→ Отрывок
============================================================

Молодые набираются опыта
Июнь. На фронте в районе Курской дуги относительное затишье. Но это именно то затишье, про которое говорят, что оно перед бурей. Скоро здесь разгорятся события, самые крупные за весь прошедший период войны, а пока с каждым днем с обеих сторон усиливается концентрация войск. Подходят танковые части, артиллерия, пехота...
Противник ведет интенсивную авиационную разведку, пытаясь вскрыть нашу оборону. Воздушные бои от линии фронта перешли в полосу войскового и армейского тылов. Это были короткие схватки с одиночными "юнкерсами"-разведчиками, с мелкими группами истребителей. Иногда фашисты пытаются бомбить наши коммуникации и более крупными силами.
Работы нашим истребителям хватает.
В одном из боев я получил осколочное ранение. На санитарном самолете меня направили в госпиталь. По пути следования, на аэродроме бомбардировщиков, когда санитарная машина заправлялась горючим, я увидел знакомые лица летчиков дальнего разведывательного полка — Васю Дзюбу и Иванова.
— Привет, ребята! — крикнул я из подвесной гондолы.
Друзья обступили маленький самолет, и, пока его заправляли, у нас завязался разговор.

============================================================

→ Исходные записи
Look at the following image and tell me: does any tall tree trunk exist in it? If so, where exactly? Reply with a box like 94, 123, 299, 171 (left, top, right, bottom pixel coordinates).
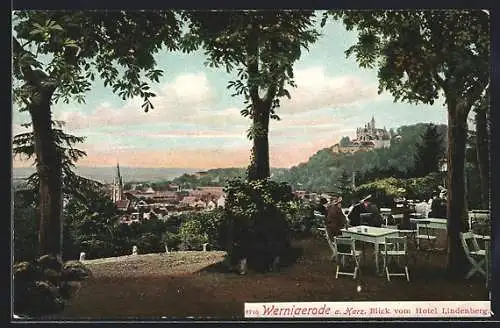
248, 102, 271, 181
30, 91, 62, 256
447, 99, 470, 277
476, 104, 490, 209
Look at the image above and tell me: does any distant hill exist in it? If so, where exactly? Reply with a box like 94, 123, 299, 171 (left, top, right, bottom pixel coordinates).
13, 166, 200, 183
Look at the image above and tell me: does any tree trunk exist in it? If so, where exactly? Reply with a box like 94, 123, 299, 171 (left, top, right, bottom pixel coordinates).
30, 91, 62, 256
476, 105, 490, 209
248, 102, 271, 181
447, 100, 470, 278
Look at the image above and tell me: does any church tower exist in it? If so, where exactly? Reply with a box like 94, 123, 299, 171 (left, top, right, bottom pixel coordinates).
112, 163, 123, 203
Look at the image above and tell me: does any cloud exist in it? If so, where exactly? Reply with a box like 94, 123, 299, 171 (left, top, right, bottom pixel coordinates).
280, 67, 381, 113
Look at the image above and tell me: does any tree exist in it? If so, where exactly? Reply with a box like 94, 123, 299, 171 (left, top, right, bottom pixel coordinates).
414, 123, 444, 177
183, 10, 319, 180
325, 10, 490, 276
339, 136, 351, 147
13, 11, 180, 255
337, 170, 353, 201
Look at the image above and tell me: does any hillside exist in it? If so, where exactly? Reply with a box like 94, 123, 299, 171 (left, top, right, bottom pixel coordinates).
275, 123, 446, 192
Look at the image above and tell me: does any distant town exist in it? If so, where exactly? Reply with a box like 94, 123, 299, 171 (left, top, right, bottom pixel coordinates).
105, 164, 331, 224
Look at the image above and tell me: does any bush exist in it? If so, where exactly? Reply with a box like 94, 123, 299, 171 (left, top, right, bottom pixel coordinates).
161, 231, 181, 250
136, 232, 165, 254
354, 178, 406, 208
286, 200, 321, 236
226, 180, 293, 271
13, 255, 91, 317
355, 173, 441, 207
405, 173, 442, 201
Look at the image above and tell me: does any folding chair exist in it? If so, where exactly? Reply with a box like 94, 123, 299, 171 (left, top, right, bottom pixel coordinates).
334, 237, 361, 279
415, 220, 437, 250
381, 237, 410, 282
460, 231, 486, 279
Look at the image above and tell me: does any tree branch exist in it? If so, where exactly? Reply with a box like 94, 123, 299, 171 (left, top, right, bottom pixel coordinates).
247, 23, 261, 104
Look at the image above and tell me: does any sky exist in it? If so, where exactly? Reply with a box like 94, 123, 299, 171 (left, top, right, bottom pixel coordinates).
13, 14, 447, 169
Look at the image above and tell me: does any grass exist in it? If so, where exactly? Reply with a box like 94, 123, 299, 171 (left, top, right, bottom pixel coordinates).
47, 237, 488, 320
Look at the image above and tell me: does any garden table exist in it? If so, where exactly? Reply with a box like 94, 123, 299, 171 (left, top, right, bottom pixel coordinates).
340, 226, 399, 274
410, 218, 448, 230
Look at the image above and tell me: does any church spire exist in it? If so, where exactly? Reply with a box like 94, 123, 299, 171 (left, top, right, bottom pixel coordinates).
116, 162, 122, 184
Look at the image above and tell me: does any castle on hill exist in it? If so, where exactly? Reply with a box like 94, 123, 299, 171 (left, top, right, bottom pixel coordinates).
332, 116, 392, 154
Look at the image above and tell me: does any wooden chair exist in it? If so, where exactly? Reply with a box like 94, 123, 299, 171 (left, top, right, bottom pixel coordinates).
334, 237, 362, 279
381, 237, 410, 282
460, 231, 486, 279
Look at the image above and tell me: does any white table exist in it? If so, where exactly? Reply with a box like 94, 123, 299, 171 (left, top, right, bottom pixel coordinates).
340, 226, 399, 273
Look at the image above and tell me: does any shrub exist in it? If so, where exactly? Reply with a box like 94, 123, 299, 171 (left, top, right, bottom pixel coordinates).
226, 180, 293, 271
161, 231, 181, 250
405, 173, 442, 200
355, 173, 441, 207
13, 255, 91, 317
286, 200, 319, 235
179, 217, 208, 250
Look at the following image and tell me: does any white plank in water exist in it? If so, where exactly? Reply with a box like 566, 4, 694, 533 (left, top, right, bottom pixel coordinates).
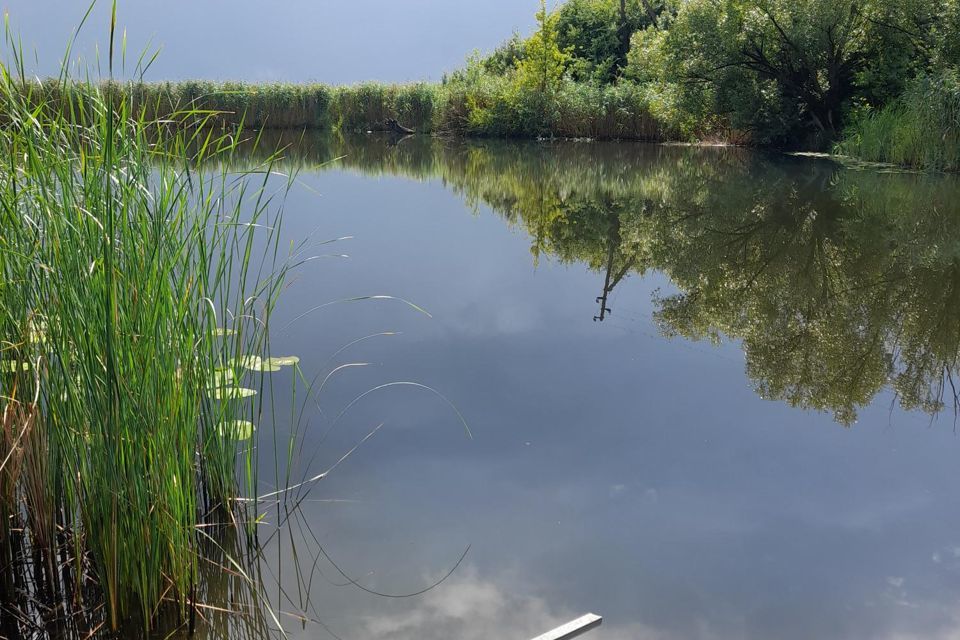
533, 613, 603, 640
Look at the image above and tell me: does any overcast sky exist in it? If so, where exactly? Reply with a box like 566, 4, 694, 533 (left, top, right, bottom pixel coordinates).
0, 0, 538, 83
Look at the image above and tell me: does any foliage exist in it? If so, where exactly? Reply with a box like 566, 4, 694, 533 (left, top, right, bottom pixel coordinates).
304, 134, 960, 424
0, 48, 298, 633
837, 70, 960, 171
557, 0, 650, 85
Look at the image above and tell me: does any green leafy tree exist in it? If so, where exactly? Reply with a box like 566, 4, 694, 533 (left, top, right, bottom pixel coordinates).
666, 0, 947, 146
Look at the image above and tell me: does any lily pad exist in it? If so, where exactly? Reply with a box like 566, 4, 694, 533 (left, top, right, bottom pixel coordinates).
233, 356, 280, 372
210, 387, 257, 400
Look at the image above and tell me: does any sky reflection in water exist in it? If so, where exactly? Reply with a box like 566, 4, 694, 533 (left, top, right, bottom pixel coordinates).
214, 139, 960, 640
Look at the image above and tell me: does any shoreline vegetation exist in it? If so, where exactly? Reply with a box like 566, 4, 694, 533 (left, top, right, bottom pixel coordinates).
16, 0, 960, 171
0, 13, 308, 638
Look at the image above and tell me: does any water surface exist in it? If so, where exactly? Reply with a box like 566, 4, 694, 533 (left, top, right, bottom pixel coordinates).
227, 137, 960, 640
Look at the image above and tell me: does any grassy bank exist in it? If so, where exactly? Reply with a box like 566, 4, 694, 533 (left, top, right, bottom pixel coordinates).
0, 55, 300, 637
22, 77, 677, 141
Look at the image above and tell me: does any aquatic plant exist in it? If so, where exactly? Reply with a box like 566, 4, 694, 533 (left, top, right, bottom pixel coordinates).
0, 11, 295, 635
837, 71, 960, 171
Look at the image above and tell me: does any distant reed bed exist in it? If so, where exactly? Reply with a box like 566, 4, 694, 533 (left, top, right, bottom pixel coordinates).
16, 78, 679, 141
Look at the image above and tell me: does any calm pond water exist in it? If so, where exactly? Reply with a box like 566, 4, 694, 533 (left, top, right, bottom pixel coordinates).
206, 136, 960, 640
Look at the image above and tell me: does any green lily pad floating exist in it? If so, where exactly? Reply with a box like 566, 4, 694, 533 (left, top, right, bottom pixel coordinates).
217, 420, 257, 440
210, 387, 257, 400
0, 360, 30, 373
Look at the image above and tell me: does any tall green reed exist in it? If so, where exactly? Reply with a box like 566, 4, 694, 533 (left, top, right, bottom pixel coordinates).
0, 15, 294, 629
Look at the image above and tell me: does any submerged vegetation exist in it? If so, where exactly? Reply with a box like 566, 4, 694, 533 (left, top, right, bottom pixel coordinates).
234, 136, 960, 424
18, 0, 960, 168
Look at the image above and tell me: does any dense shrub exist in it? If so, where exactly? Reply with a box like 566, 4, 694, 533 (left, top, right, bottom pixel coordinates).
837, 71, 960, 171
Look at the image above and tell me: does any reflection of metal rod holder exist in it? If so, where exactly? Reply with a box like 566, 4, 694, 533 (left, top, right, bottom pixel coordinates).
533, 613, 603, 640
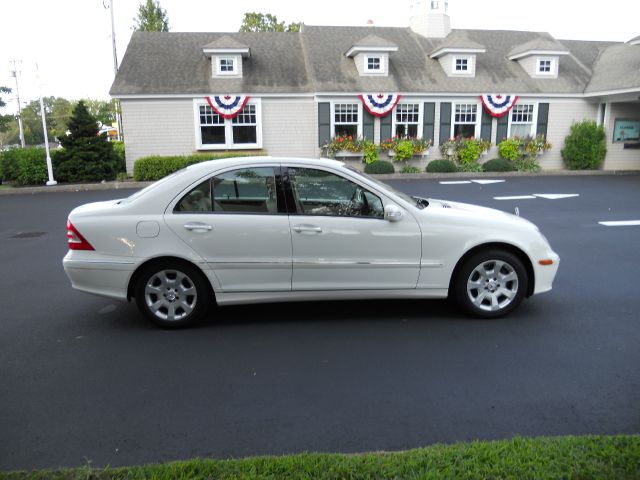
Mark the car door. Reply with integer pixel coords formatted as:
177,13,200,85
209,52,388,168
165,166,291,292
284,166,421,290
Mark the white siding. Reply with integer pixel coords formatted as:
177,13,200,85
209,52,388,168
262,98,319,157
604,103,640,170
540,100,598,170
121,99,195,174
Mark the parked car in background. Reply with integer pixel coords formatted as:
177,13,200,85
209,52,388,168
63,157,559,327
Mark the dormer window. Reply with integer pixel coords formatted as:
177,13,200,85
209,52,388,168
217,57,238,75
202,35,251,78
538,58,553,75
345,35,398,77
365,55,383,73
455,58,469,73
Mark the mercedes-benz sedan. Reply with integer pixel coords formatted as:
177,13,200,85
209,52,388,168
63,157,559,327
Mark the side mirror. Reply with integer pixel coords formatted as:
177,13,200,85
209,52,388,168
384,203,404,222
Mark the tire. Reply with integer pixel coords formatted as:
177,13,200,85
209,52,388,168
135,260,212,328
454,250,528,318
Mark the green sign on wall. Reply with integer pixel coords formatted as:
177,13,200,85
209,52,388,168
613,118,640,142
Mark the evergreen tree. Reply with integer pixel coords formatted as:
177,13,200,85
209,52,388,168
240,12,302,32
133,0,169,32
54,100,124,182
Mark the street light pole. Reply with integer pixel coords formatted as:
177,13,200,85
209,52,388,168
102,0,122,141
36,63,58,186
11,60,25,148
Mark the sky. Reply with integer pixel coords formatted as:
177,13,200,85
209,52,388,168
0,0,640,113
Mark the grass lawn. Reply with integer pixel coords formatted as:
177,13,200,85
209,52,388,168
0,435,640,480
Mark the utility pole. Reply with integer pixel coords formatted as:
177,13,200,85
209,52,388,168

============================================================

→ Задача
Перепишите без изменений часть отрывка о затишье на Курской дуге от слов «В одном из боев» до слов «Дзюбу и Иванова.».

→ Ответ
В одном из боев я получил осколочное ранение. На санитарном самолете меня направили в госпиталь. По пути следования, на аэродроме бомбардировщиков, когда санитарная машина заправлялась горючим, я увидел знакомые лица летчиков дальнего разведывательного полка — Васю Дзюбу и Иванова.